__Instructions to follow__
Rewrite the records below with each "drops" changed to "places". Keep every other part of the lines the same.

Rows from a pointing dataset:
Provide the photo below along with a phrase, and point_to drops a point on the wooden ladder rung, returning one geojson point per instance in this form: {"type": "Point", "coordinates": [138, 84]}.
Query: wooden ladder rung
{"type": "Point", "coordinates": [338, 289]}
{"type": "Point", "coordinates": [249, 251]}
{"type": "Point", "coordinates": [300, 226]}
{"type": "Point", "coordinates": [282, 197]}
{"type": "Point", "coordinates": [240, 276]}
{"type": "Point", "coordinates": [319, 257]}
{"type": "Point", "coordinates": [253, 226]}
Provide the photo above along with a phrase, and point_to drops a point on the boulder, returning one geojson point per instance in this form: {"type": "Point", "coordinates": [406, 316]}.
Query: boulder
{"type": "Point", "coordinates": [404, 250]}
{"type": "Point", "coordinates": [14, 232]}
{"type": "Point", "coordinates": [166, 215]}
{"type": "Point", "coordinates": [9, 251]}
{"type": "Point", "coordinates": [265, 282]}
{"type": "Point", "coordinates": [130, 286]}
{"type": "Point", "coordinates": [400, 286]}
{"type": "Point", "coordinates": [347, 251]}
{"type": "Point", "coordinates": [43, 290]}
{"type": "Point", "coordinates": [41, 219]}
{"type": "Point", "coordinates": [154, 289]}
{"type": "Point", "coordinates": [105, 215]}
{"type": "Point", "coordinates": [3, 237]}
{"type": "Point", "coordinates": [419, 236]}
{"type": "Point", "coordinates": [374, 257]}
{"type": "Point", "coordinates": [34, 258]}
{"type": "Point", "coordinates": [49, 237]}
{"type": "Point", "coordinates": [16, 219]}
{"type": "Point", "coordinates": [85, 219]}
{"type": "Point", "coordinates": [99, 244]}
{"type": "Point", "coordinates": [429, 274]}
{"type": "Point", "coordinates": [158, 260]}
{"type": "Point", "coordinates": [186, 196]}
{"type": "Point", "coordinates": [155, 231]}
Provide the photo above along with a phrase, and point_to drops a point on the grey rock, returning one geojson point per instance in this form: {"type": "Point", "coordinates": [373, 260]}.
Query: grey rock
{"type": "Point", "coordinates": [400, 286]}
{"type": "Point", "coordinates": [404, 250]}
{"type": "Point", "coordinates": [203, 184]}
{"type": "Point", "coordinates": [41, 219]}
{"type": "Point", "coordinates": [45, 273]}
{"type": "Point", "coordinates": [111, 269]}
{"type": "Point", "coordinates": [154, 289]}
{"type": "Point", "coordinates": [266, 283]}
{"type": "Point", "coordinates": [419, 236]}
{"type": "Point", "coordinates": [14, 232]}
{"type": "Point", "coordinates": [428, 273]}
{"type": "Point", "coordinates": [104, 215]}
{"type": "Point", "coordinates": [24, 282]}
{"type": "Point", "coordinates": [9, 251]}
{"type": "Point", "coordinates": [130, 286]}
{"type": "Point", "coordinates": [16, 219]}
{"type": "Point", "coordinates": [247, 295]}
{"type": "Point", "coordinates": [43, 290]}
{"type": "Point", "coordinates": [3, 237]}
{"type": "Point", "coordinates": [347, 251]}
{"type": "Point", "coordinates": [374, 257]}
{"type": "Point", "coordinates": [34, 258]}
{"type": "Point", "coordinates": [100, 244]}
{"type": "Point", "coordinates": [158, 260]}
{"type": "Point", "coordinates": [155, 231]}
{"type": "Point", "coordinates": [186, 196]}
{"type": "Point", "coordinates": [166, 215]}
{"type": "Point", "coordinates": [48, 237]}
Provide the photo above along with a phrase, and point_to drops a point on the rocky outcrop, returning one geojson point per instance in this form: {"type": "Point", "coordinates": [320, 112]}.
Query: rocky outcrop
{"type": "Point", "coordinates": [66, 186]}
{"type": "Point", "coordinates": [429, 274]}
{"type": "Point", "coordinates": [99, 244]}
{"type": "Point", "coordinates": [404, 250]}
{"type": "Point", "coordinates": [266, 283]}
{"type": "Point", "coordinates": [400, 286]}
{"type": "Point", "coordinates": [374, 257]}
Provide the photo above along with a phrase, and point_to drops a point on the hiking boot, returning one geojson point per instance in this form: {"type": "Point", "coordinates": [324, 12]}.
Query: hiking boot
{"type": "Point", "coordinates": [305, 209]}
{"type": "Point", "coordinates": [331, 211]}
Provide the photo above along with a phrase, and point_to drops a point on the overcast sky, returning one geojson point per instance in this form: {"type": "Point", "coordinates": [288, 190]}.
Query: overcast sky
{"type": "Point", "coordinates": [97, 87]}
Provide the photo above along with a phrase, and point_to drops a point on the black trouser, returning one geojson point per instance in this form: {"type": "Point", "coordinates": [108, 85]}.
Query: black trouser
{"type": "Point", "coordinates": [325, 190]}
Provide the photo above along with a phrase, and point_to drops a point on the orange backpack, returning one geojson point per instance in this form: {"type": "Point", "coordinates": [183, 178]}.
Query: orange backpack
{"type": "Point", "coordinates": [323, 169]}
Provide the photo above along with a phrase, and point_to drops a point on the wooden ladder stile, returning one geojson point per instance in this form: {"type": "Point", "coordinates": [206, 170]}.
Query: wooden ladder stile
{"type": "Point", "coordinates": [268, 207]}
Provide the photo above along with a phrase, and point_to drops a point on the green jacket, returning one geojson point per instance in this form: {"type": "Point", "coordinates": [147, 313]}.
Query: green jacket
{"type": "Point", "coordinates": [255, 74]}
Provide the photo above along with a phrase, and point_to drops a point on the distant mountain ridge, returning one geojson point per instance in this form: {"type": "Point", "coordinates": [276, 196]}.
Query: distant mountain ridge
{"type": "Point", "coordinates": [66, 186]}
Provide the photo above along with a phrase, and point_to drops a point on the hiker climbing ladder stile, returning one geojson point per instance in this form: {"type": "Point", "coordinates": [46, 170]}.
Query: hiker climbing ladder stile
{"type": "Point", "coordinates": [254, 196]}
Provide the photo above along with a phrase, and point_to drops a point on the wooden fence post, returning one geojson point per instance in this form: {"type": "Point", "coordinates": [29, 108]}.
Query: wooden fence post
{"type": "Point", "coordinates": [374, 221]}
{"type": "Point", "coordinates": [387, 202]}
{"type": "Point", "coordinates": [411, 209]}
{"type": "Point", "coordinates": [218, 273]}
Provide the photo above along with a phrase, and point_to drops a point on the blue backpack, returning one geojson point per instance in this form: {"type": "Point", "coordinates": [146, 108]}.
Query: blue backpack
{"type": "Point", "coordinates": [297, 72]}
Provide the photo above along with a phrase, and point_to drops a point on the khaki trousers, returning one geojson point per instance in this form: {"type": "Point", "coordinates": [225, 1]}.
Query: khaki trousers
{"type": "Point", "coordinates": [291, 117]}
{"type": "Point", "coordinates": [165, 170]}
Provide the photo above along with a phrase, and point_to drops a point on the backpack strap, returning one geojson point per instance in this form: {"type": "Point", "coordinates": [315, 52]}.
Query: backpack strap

__The result__
Provide the photo below along with a phrase, and point_to places a point on the wooden ladder rung, returning one geojson point per instance in this form: {"type": "Point", "coordinates": [138, 84]}.
Query: wooden ladder rung
{"type": "Point", "coordinates": [338, 289]}
{"type": "Point", "coordinates": [249, 251]}
{"type": "Point", "coordinates": [300, 226]}
{"type": "Point", "coordinates": [282, 197]}
{"type": "Point", "coordinates": [240, 276]}
{"type": "Point", "coordinates": [319, 257]}
{"type": "Point", "coordinates": [253, 226]}
Provide the photo above along with a phrase, and point_to places a point on the boulder, returning one geojson point per instance in this form: {"type": "Point", "coordinates": [406, 316]}.
Query: boulder
{"type": "Point", "coordinates": [404, 250]}
{"type": "Point", "coordinates": [14, 232]}
{"type": "Point", "coordinates": [166, 215]}
{"type": "Point", "coordinates": [9, 251]}
{"type": "Point", "coordinates": [265, 282]}
{"type": "Point", "coordinates": [130, 286]}
{"type": "Point", "coordinates": [400, 286]}
{"type": "Point", "coordinates": [347, 251]}
{"type": "Point", "coordinates": [43, 290]}
{"type": "Point", "coordinates": [41, 219]}
{"type": "Point", "coordinates": [154, 289]}
{"type": "Point", "coordinates": [105, 215]}
{"type": "Point", "coordinates": [3, 237]}
{"type": "Point", "coordinates": [419, 236]}
{"type": "Point", "coordinates": [374, 257]}
{"type": "Point", "coordinates": [34, 258]}
{"type": "Point", "coordinates": [49, 237]}
{"type": "Point", "coordinates": [16, 219]}
{"type": "Point", "coordinates": [85, 219]}
{"type": "Point", "coordinates": [99, 244]}
{"type": "Point", "coordinates": [429, 274]}
{"type": "Point", "coordinates": [158, 260]}
{"type": "Point", "coordinates": [186, 196]}
{"type": "Point", "coordinates": [155, 231]}
Provide the photo above along with a phrase, and point_to places a point on the grey rock, returning one geojson point per instance in this form: {"type": "Point", "coordinates": [373, 260]}.
Query: grey rock
{"type": "Point", "coordinates": [400, 286]}
{"type": "Point", "coordinates": [404, 250]}
{"type": "Point", "coordinates": [203, 184]}
{"type": "Point", "coordinates": [41, 219]}
{"type": "Point", "coordinates": [45, 273]}
{"type": "Point", "coordinates": [111, 269]}
{"type": "Point", "coordinates": [154, 289]}
{"type": "Point", "coordinates": [266, 283]}
{"type": "Point", "coordinates": [419, 236]}
{"type": "Point", "coordinates": [14, 232]}
{"type": "Point", "coordinates": [428, 273]}
{"type": "Point", "coordinates": [104, 215]}
{"type": "Point", "coordinates": [24, 282]}
{"type": "Point", "coordinates": [9, 251]}
{"type": "Point", "coordinates": [130, 286]}
{"type": "Point", "coordinates": [16, 219]}
{"type": "Point", "coordinates": [247, 295]}
{"type": "Point", "coordinates": [43, 290]}
{"type": "Point", "coordinates": [3, 237]}
{"type": "Point", "coordinates": [347, 251]}
{"type": "Point", "coordinates": [374, 257]}
{"type": "Point", "coordinates": [34, 258]}
{"type": "Point", "coordinates": [100, 244]}
{"type": "Point", "coordinates": [158, 260]}
{"type": "Point", "coordinates": [155, 231]}
{"type": "Point", "coordinates": [186, 196]}
{"type": "Point", "coordinates": [166, 215]}
{"type": "Point", "coordinates": [48, 237]}
Provide the photo above along with a phrase, and point_to places a point on the rocky outcrop, returning one geojson point per instance in this form: {"type": "Point", "coordinates": [320, 112]}.
Query: rocky outcrop
{"type": "Point", "coordinates": [66, 186]}
{"type": "Point", "coordinates": [429, 274]}
{"type": "Point", "coordinates": [99, 244]}
{"type": "Point", "coordinates": [404, 250]}
{"type": "Point", "coordinates": [266, 283]}
{"type": "Point", "coordinates": [400, 286]}
{"type": "Point", "coordinates": [374, 257]}
Provide the photo above along with a phrase, and point_to places a point on the hiking boot, returning one geojson point per instance in this form: {"type": "Point", "coordinates": [324, 12]}.
Query: hiking boot
{"type": "Point", "coordinates": [305, 209]}
{"type": "Point", "coordinates": [331, 211]}
Provide the photo above along with a phrase, and point_to places a point on the overcast sky, returning one geojson point per instance in this form: {"type": "Point", "coordinates": [288, 190]}.
Query: overcast sky
{"type": "Point", "coordinates": [97, 87]}
Provide the photo above along with a phrase, and point_to places a point on the black trouser, returning one geojson point per instance in this form: {"type": "Point", "coordinates": [108, 85]}.
Query: black trouser
{"type": "Point", "coordinates": [325, 190]}
Provide the photo above along with a phrase, and point_to places a point on the orange backpack, returning one geojson point per instance in this form: {"type": "Point", "coordinates": [183, 178]}.
Query: orange backpack
{"type": "Point", "coordinates": [323, 169]}
Provide the photo above along with a phrase, and point_to places a point on the wooden ladder stile, returning one geojson point per instance in this form: {"type": "Point", "coordinates": [206, 170]}.
Query: wooden ladder stile
{"type": "Point", "coordinates": [268, 207]}
Provide the photo above along with a phrase, and point_to places a point on the green jacket, returning one geojson point per instance in this form: {"type": "Point", "coordinates": [147, 313]}.
Query: green jacket
{"type": "Point", "coordinates": [255, 74]}
Provide the photo above along with a phrase, and point_to places a point on the distant mountain ridge, returning one geojson point per instance in this form: {"type": "Point", "coordinates": [276, 196]}.
Query: distant mountain ridge
{"type": "Point", "coordinates": [66, 186]}
Provide the photo above along with a phrase, and point_to places a point on the hiker climbing ladder stile, returning one geojson point per instance in this form: {"type": "Point", "coordinates": [46, 170]}.
Query: hiker climbing ladder stile
{"type": "Point", "coordinates": [254, 196]}
Provide the photo above along with a phrase, and point_to places a point on the wooden fence post, returning one geojson point per instance in this form: {"type": "Point", "coordinates": [29, 108]}.
Query: wooden fence post
{"type": "Point", "coordinates": [374, 221]}
{"type": "Point", "coordinates": [387, 202]}
{"type": "Point", "coordinates": [411, 209]}
{"type": "Point", "coordinates": [218, 273]}
Provide the photo above along with a phrase, and point_to places a point on the blue backpack, returning one geojson point per instance in this form: {"type": "Point", "coordinates": [146, 108]}.
Query: blue backpack
{"type": "Point", "coordinates": [297, 72]}
Provide the photo above along with a phrase, and point_to places a point on the khaki trousers, returning one geojson point per instance in this form: {"type": "Point", "coordinates": [225, 1]}.
Query: khaki trousers
{"type": "Point", "coordinates": [291, 117]}
{"type": "Point", "coordinates": [165, 170]}
Provide the photo above along with a phrase, and point_to places a point on the backpack strap, returning one geojson point per instance in this form: {"type": "Point", "coordinates": [315, 52]}.
Query: backpack strap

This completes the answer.